> _PROBLEM_: Transcribe each of the entries exactly.

◆ ◆ ◆ ◆ ◆ ◆ ◆

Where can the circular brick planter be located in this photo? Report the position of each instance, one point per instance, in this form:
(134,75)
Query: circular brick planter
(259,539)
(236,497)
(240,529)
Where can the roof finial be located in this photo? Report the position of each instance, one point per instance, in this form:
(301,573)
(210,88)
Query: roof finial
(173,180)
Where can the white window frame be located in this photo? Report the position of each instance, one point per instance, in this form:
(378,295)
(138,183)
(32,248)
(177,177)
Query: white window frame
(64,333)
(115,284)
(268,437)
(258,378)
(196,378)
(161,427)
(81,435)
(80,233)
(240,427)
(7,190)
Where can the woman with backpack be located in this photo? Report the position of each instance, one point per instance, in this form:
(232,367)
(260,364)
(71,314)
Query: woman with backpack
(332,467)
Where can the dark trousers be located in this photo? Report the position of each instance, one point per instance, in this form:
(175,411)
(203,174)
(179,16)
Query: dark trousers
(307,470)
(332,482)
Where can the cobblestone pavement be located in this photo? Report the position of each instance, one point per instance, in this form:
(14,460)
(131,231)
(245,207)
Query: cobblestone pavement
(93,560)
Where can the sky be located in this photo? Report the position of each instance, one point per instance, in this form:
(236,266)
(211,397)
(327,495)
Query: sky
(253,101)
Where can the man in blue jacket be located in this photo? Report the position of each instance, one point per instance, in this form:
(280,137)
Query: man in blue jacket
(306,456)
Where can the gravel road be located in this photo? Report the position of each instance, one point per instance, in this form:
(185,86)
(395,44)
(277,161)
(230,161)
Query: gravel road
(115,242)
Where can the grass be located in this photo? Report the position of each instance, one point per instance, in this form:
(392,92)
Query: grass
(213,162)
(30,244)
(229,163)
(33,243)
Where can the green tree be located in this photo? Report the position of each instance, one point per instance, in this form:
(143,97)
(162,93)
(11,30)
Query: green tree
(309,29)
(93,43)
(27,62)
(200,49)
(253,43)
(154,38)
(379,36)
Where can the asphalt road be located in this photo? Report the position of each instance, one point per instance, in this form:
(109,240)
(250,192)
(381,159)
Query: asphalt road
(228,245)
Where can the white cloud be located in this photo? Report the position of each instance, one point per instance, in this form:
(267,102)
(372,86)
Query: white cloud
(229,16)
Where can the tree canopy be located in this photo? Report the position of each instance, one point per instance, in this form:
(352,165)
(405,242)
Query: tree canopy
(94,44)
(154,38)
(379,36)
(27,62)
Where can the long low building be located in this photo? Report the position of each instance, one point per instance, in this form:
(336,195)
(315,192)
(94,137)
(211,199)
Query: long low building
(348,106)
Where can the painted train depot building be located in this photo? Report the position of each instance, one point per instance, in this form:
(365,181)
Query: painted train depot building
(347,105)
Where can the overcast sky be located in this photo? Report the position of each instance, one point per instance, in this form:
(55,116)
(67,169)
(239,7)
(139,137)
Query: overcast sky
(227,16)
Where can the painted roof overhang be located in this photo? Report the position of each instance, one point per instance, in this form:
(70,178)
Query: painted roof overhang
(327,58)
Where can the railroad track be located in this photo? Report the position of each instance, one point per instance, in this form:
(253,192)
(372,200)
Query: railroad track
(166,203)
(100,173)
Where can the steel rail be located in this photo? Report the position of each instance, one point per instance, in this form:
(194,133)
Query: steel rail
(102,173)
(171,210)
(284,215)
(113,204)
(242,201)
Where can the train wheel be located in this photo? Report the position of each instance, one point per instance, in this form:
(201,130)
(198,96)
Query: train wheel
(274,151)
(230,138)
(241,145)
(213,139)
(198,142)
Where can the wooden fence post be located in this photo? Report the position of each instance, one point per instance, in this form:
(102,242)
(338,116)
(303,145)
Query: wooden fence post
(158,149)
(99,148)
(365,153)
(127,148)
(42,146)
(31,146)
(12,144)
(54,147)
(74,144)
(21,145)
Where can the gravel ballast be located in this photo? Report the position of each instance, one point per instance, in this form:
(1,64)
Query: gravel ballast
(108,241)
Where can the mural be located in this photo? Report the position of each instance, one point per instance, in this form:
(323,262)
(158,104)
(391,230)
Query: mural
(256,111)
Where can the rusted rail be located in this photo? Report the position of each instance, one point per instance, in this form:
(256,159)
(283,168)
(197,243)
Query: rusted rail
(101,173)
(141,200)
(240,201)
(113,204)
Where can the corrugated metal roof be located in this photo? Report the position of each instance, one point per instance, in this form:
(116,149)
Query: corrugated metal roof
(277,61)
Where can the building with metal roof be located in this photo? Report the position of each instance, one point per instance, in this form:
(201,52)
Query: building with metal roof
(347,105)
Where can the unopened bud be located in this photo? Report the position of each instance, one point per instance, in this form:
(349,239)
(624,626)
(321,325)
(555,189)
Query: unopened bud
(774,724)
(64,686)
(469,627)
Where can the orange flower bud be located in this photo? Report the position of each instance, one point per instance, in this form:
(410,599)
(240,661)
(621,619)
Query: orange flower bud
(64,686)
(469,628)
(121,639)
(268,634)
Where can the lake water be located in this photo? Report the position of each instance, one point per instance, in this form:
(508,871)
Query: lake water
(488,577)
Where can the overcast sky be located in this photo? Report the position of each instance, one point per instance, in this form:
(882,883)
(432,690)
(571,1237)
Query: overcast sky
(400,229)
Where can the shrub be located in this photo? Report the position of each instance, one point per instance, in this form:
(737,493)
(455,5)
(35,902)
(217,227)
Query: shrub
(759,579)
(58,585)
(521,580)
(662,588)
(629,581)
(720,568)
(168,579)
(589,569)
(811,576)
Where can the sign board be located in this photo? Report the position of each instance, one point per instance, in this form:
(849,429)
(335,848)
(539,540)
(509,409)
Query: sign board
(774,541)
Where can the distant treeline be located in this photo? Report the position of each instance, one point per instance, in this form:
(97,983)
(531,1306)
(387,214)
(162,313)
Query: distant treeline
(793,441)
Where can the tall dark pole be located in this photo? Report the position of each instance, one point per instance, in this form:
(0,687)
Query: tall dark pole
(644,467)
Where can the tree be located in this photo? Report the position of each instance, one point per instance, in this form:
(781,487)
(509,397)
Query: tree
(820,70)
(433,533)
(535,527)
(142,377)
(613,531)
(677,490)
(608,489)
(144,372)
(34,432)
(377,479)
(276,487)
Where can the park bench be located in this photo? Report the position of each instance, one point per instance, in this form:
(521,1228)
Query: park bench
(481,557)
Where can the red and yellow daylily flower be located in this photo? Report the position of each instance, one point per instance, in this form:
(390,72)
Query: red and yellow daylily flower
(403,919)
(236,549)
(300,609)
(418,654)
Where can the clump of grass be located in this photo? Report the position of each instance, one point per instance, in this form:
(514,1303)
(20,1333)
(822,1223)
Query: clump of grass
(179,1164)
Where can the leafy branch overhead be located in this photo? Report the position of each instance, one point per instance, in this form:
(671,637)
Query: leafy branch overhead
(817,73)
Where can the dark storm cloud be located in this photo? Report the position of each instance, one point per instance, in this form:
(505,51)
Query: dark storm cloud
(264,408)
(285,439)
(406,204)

◆ ◆ ◆ ◆ ◆ ◆ ◆

> _EXERCISE ANSWER_:
Where can the circular brick planter be located in this photo? Report the position of each instance, one point per instance, in this form:
(134,75)
Query: circular brick planter
(259,539)
(236,497)
(240,529)
Where can the roof finial be located in this photo? Report the position of each instance, one point per instance, in this form:
(301,573)
(210,88)
Query: roof finial
(173,180)
Where can the white window frame be located in this photo? Report the position of each instance, one point per instance, in this form:
(378,295)
(138,183)
(32,248)
(177,177)
Query: white window frame
(64,333)
(115,284)
(268,437)
(258,378)
(196,378)
(161,427)
(81,435)
(80,233)
(240,427)
(7,190)
Where can the woman with backpack be located in this photo? Report the position of each instance, one point per instance, in this form:
(232,367)
(260,364)
(71,314)
Query: woman with backpack
(332,467)
Where can the dark trousers be located in this photo? Report the position of each instance, one point per instance, in this form:
(175,411)
(203,174)
(179,16)
Query: dark trousers
(307,470)
(332,482)
Where can the cobblestone pavement be located in this photo? Report the position of each instance, one point per instance, in this form:
(14,460)
(131,231)
(245,207)
Query: cobblestone pavement
(93,560)
Where can the sky be located in this photo? Report the position of each instance, one point per instance, in this form:
(236,266)
(211,397)
(327,495)
Query: sky
(253,101)
Where can the man in blue jacket be located in this photo? Report the position of each instance, one point per instance, in this form:
(280,137)
Query: man in blue jacket
(306,456)
Where can the gravel road be located in this photo? Report the position of each instance, one point per instance, in this form:
(185,86)
(395,44)
(277,161)
(230,161)
Query: gravel road
(115,242)
Where can the grass be located in this photo? Report the position of each instance, one point per instance, in this form:
(392,92)
Query: grass
(213,162)
(30,244)
(229,163)
(33,243)
Where can the green tree be located in this photo? Report the position of each instance, one point per instance, in this form:
(143,97)
(162,93)
(11,30)
Query: green tree
(309,29)
(93,43)
(27,62)
(200,49)
(253,43)
(154,38)
(379,36)
Where can the asphalt road be located in this photo? Report the position of each instance, one point per instance, in this form:
(109,240)
(250,192)
(381,159)
Query: asphalt road
(228,245)
Where can the white cloud be located in this photo? Report the position of each instance, one point per instance, in this form:
(267,102)
(372,86)
Query: white cloud
(229,16)
Where can the tree canopy be located in this photo? Report the position of each instance, one point per instance, in this form:
(352,165)
(405,242)
Query: tree canopy
(94,44)
(154,38)
(379,36)
(27,62)
Where can the long low building be located in this photo? Report the position of each instance, one point per instance, in this form:
(336,195)
(315,192)
(94,137)
(211,199)
Query: long low building
(348,106)
Where can the painted train depot building be located in this photo? Report the position of each instance, one point per instance, in this form:
(365,181)
Query: painted train depot building
(347,105)
Where can the overcast sky be located in this photo? Report the position of each instance, one point per instance, in this form:
(55,116)
(67,169)
(239,7)
(139,137)
Query: overcast sky
(227,16)
Where can the painted roof overhang be located in this photo? Report the position of each instance, one point per instance, in this form:
(70,178)
Query: painted roof overhang
(327,58)
Where can the railroad track be located in this photo? Report the position of each instance, one point per instance, in this form:
(253,192)
(372,200)
Query: railroad track
(166,203)
(100,173)
Where can the steel rail be located in this photo? Report the position of each instance, one point per instance, in this form:
(194,133)
Query: steel rail
(102,173)
(171,210)
(284,215)
(113,204)
(242,201)
Where can the train wheel be located in this photo? Report the position of each instance, one point per instance, in this form:
(201,130)
(198,96)
Query: train wheel
(274,151)
(230,138)
(241,145)
(213,139)
(198,142)
Where can the wooden fence post be located in this photo? Report the position of each instance, one point per instance, in this form:
(102,242)
(338,116)
(303,145)
Query: wooden fence post
(158,149)
(99,148)
(365,153)
(127,148)
(42,146)
(31,146)
(12,144)
(54,147)
(74,144)
(21,145)
Where can the gravel ballast be located in this photo? Report the position of each instance, one point per instance, in this form:
(1,64)
Query: gravel ballast
(108,241)
Where can the mural be located in this photo? Report the position of each instance, one point per instance, in this form:
(323,262)
(158,104)
(391,230)
Query: mural
(256,111)
Where can the rusted rail be located in this photo? Report the position of each instance, one point per instance, in this form:
(256,159)
(283,168)
(197,243)
Query: rusted rail
(101,173)
(141,200)
(240,201)
(113,204)
Where can the corrugated metal roof be located in this photo? Report the position of each instance, one point per instance, in this form:
(116,149)
Query: corrugated metal roof
(277,61)
Where can the building with metal roof be located in this photo? Report the position of each instance, one point per instance, in this form:
(201,52)
Query: building with metal roof
(347,105)
Where can the unopened bud be located in this photo? Report the position of each instance, one point per instance, in this form:
(349,239)
(624,626)
(321,325)
(555,189)
Query: unopened bud
(774,724)
(64,686)
(469,627)
Where can the orange flower bud be located in this photo? Report the position of each instance, one point per instance, in this form:
(410,599)
(240,661)
(621,619)
Query: orange flower bud
(64,686)
(469,628)
(121,639)
(268,634)
Where can the lake water be located in this photo? Report the position of each instance, one point per instance, in this form:
(508,871)
Query: lake water
(488,577)
Where can the overcast sky be located in this photo? Report the position of each instance, one point per instance, in this form:
(882,883)
(432,690)
(571,1237)
Query: overcast sky
(400,229)
Where can the shrub be located in this photo? Report the position of each instance, one point per instance, in this form:
(737,493)
(455,5)
(35,902)
(217,227)
Query: shrub
(759,579)
(58,585)
(521,580)
(662,588)
(629,581)
(720,568)
(168,579)
(589,569)
(811,576)
Where can the sign board be located in this photo? Report the position of each instance, one point per instance, in this form:
(849,429)
(335,848)
(539,540)
(509,409)
Query: sign board
(774,541)
Where can the distant treeline be located in this photo? Report the position of each instance, one point per instance, in this form:
(97,983)
(531,1306)
(387,214)
(162,313)
Query: distant treeline
(793,441)
Where can the tall dark pole be located in this photo? Report the position of each instance, one point per instance, in this form:
(0,687)
Query: tall dark pole
(644,467)
Where can the tree be located in this photo? Report the position of each instance, one point per instance, in this form:
(781,487)
(509,397)
Query: tree
(820,70)
(433,533)
(535,527)
(142,377)
(613,531)
(677,490)
(608,489)
(144,372)
(34,432)
(377,479)
(276,487)
Where can the park bench be located in this photo? Report the position of each instance, one point per instance, in this form:
(521,1228)
Query: park bench
(481,557)
Where can the red and yellow daylily flower be located in this photo? Report the position of each instance, one point per instance, in this form:
(390,72)
Query: red and yellow daylily flower
(403,919)
(236,549)
(300,609)
(418,654)
Where can the clump of grass be located in this photo? Report the position of each instance, one point per instance, in this form:
(514,1303)
(20,1333)
(822,1223)
Query: clump of grass
(179,1164)
Where can the leafy branch overhead be located in this photo? Report the position of each instance, one point per instance, in this form:
(671,637)
Query: leafy branch overhead
(817,73)
Where can the dark storm cloud be located in this photo? Report the position of each instance, one point per instance, in this form:
(505,51)
Query: dark storm cloud
(264,408)
(285,439)
(406,204)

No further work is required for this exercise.